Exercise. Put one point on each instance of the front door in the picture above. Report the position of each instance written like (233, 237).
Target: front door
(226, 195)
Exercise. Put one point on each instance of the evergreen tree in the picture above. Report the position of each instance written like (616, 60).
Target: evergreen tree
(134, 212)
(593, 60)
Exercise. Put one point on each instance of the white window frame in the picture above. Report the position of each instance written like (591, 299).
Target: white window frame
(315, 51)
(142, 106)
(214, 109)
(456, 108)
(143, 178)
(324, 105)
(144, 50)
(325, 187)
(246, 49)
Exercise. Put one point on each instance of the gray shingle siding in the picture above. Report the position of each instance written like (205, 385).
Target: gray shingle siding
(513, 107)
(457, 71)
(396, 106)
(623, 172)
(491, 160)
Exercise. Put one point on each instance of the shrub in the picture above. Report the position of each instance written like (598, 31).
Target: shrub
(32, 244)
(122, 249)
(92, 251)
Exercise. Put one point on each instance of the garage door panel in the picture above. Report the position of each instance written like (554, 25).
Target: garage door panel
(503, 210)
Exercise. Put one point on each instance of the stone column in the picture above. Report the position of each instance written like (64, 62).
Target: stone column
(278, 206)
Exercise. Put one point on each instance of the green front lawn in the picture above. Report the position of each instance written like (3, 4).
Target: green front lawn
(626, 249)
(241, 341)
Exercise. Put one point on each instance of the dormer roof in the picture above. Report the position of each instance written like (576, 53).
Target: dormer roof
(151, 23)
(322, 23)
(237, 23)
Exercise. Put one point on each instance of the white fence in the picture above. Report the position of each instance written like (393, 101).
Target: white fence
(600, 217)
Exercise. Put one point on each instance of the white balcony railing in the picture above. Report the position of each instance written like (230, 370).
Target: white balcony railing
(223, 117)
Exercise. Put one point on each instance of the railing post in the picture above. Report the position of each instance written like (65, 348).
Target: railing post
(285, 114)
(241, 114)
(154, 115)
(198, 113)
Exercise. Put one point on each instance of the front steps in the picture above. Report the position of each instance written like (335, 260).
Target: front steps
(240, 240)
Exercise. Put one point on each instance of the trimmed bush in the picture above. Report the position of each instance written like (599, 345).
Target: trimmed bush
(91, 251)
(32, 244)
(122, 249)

---

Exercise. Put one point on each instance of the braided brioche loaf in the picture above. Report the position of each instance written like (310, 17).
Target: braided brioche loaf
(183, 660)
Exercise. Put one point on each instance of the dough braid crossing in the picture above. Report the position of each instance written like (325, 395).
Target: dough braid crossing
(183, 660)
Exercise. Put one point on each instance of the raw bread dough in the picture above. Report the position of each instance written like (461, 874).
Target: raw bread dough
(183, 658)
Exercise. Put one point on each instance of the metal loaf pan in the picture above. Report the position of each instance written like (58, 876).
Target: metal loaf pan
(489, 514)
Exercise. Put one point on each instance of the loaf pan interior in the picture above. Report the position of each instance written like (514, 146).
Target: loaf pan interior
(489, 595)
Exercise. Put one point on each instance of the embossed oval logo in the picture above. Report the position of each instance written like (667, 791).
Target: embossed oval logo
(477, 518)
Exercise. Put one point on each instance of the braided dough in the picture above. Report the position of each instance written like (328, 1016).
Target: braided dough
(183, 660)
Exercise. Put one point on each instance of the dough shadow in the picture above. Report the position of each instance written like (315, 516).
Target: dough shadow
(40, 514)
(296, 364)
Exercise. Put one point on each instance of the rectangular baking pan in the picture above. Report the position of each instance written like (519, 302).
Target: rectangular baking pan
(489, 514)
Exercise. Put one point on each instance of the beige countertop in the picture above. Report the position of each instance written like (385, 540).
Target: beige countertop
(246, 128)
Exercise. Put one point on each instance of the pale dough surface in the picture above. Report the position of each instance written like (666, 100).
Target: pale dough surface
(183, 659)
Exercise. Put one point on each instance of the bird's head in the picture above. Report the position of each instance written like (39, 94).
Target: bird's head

• **TASK OBJECTIVE**: Transcribe the lines above between the line holding "Exercise. Put one point on each instance of the front door" and the line holding "Exercise. Put one point on each instance of the white window", inclusive, exactly as they stand and with nothing added.

• **RESULT BELOW**:
Exercise. Put one point on each instance of the front door in the picture above. Report the position of each instance written like (233, 237).
Target: front door
(226, 195)
Exercise. Put one point on each instance of the evergreen tree in the picture above. Report the position of each instance written like (616, 60).
Target: evergreen tree
(134, 212)
(593, 60)
Exercise. Put one point on each instance of the white window frame in the picture above. Report the position of each instance written like (591, 299).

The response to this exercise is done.